WRITTEN REQUEST:
Pull out every line in the material that contains the string "with" and list those lines.

DATASET:
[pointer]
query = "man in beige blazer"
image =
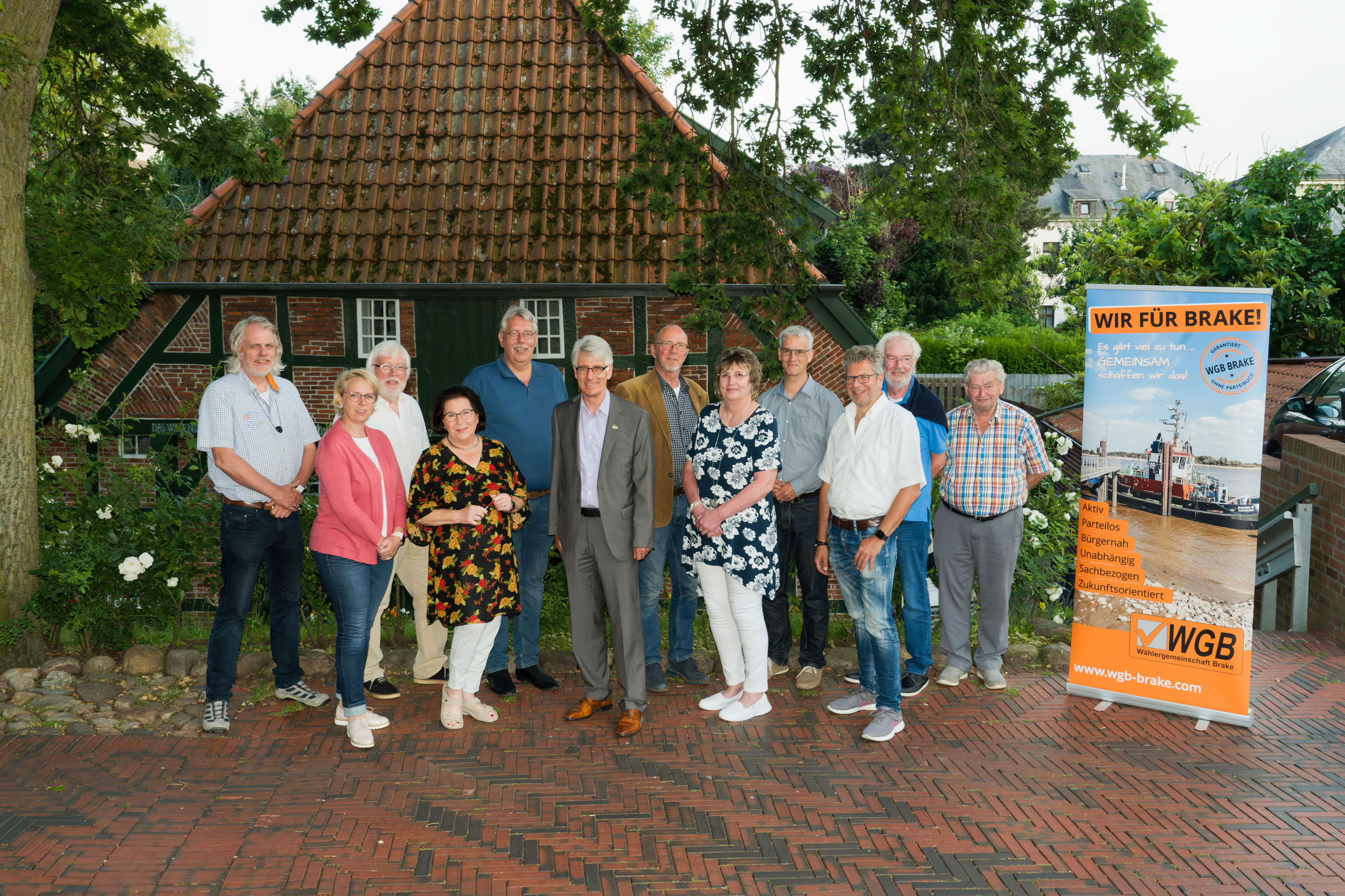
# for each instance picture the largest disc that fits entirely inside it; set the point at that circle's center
(674, 405)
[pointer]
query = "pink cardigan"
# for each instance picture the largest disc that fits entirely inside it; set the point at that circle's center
(349, 512)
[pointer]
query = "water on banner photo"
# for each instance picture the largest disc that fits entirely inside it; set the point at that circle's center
(1174, 394)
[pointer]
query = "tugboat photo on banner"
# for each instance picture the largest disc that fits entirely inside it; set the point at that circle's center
(1193, 495)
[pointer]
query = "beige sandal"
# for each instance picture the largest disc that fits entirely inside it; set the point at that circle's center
(479, 711)
(450, 711)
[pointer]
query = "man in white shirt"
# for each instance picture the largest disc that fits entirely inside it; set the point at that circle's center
(871, 476)
(399, 417)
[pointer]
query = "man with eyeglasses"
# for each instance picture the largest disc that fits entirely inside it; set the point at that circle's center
(805, 413)
(399, 417)
(871, 477)
(518, 395)
(674, 406)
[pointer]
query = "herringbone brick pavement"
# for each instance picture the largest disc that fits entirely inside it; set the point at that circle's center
(1016, 793)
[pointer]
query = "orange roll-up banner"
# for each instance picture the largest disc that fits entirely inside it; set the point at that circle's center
(1174, 391)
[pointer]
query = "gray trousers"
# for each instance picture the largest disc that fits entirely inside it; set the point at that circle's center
(989, 551)
(599, 581)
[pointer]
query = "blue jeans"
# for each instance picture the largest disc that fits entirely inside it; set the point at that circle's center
(355, 590)
(912, 567)
(797, 531)
(531, 548)
(667, 548)
(246, 539)
(868, 599)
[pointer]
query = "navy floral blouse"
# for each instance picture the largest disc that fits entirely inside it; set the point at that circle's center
(724, 461)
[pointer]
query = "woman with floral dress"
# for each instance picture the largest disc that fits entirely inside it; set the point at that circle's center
(730, 542)
(467, 500)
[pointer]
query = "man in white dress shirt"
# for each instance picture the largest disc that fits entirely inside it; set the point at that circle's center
(871, 476)
(399, 417)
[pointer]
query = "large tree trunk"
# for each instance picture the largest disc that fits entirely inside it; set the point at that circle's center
(29, 24)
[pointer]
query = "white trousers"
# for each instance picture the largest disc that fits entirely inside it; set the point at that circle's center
(467, 657)
(410, 565)
(738, 625)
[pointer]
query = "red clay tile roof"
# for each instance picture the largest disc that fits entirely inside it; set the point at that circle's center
(470, 141)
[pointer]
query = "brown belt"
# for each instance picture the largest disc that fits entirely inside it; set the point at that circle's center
(854, 526)
(252, 505)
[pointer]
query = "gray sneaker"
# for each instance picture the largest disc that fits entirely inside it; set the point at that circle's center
(303, 694)
(217, 716)
(885, 725)
(857, 700)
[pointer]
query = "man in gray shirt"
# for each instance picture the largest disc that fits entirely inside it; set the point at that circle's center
(805, 412)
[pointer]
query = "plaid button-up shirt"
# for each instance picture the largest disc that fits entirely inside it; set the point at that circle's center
(988, 472)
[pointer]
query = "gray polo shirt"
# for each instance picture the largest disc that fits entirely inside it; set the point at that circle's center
(234, 416)
(803, 422)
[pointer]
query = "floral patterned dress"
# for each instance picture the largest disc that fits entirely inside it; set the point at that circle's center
(472, 571)
(724, 459)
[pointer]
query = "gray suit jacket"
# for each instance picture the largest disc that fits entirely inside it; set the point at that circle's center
(625, 476)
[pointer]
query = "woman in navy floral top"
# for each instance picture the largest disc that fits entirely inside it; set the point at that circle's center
(730, 542)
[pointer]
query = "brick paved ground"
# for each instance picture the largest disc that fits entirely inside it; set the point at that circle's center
(1028, 793)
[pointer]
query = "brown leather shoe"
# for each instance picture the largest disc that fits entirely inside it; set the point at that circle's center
(630, 721)
(585, 708)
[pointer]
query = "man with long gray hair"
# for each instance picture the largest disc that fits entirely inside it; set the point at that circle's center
(996, 457)
(260, 445)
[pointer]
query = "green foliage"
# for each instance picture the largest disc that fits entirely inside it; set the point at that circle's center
(97, 515)
(1256, 233)
(95, 217)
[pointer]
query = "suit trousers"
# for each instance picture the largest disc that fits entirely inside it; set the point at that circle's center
(600, 581)
(410, 565)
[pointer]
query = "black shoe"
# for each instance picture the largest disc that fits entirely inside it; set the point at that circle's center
(537, 677)
(382, 688)
(500, 683)
(688, 672)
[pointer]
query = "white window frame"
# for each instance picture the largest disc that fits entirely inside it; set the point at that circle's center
(550, 327)
(366, 323)
(136, 454)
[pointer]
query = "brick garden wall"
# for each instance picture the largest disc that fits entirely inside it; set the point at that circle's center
(1312, 458)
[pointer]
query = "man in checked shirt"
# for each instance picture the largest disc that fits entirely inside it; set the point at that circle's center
(996, 457)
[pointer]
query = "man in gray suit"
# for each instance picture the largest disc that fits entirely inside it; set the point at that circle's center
(603, 522)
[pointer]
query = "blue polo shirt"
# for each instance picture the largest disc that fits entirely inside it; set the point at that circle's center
(934, 438)
(521, 416)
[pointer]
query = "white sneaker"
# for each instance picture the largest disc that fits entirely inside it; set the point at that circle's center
(951, 676)
(717, 702)
(738, 712)
(357, 730)
(374, 720)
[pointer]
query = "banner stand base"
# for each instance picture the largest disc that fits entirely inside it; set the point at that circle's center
(1162, 706)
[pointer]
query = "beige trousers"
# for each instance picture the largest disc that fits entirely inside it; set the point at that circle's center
(412, 567)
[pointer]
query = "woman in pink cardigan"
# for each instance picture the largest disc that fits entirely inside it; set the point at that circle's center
(361, 523)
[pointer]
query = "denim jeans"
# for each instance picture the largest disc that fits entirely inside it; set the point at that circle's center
(531, 548)
(868, 599)
(797, 530)
(912, 567)
(246, 539)
(667, 548)
(355, 590)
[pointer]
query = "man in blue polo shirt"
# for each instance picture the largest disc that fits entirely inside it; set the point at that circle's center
(518, 396)
(900, 354)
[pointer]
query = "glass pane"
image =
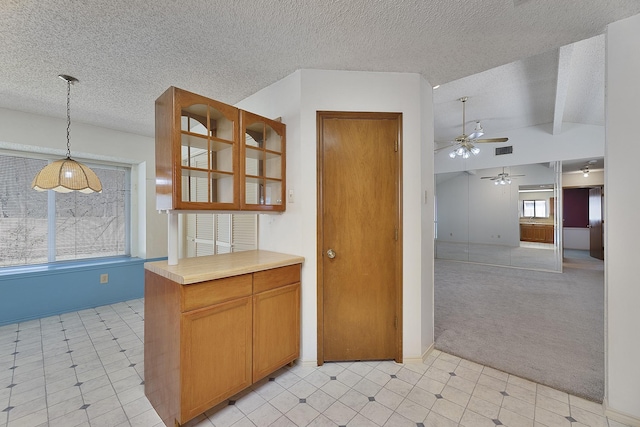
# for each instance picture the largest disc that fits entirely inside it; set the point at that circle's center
(541, 208)
(221, 126)
(222, 157)
(529, 208)
(253, 162)
(254, 136)
(274, 165)
(195, 186)
(23, 213)
(222, 188)
(92, 225)
(193, 152)
(194, 119)
(273, 140)
(253, 191)
(273, 193)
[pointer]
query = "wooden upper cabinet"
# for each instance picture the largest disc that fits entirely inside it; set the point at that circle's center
(199, 164)
(263, 163)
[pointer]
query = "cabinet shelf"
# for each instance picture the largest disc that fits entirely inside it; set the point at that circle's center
(205, 150)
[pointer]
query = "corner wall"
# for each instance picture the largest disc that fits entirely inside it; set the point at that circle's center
(622, 234)
(52, 289)
(297, 98)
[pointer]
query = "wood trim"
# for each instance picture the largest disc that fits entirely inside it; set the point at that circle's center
(320, 116)
(399, 253)
(319, 240)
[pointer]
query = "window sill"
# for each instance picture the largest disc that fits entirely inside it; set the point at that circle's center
(65, 266)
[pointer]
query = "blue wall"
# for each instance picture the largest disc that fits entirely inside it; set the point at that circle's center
(39, 291)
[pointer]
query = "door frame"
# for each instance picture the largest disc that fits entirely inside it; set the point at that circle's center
(320, 116)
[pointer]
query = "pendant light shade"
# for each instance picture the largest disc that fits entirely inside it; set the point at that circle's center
(67, 175)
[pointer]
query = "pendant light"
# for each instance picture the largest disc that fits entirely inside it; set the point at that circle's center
(67, 175)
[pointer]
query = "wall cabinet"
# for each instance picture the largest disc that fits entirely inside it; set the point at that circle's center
(541, 233)
(207, 341)
(213, 156)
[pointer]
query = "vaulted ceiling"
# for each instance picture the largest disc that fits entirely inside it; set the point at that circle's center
(521, 62)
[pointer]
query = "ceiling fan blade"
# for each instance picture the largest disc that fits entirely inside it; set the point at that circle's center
(451, 146)
(492, 140)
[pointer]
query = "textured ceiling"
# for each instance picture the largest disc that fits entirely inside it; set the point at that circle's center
(126, 53)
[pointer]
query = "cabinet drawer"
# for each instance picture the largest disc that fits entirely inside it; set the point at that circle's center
(203, 294)
(274, 278)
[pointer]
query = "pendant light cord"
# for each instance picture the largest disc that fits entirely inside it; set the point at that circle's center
(68, 119)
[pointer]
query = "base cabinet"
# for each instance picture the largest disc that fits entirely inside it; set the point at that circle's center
(541, 233)
(205, 342)
(210, 375)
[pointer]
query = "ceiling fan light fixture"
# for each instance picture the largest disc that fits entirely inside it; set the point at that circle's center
(477, 131)
(66, 175)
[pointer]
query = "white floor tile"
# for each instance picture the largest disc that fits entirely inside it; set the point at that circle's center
(69, 371)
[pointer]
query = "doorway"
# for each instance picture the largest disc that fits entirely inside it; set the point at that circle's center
(359, 236)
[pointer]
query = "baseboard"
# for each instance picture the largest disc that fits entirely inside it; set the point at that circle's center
(620, 417)
(419, 359)
(307, 363)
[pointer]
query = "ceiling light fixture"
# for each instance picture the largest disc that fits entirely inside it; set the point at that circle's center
(502, 181)
(67, 175)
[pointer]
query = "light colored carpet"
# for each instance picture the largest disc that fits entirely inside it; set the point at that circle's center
(543, 326)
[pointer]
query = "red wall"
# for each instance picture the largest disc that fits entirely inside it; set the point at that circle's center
(576, 207)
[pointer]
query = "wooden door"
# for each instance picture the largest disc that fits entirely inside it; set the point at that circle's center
(595, 223)
(359, 212)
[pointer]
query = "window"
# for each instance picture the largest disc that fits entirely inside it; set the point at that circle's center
(39, 227)
(209, 234)
(534, 208)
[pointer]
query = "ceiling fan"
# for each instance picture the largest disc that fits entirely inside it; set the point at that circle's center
(501, 179)
(464, 144)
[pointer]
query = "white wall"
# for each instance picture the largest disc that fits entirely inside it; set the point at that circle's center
(428, 215)
(533, 144)
(35, 133)
(595, 179)
(622, 233)
(475, 210)
(295, 231)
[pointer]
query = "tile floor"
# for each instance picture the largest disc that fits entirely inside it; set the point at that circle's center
(86, 369)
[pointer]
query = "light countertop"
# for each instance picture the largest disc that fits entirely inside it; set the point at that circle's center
(200, 269)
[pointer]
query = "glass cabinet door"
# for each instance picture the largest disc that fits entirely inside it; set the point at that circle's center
(263, 142)
(207, 154)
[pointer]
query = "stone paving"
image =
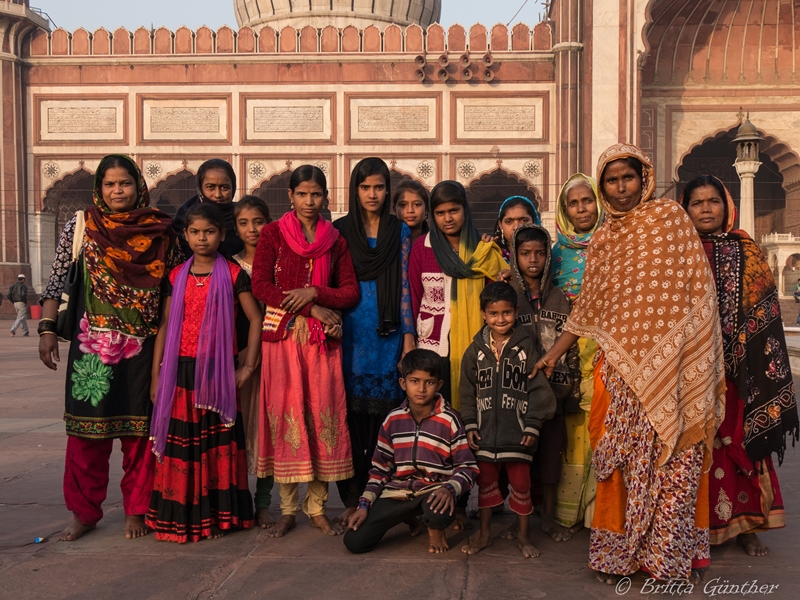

CORRECT OUTPUT:
query = "man with eyeglasses"
query = "woman with floral dress"
query = "man with long gray hair"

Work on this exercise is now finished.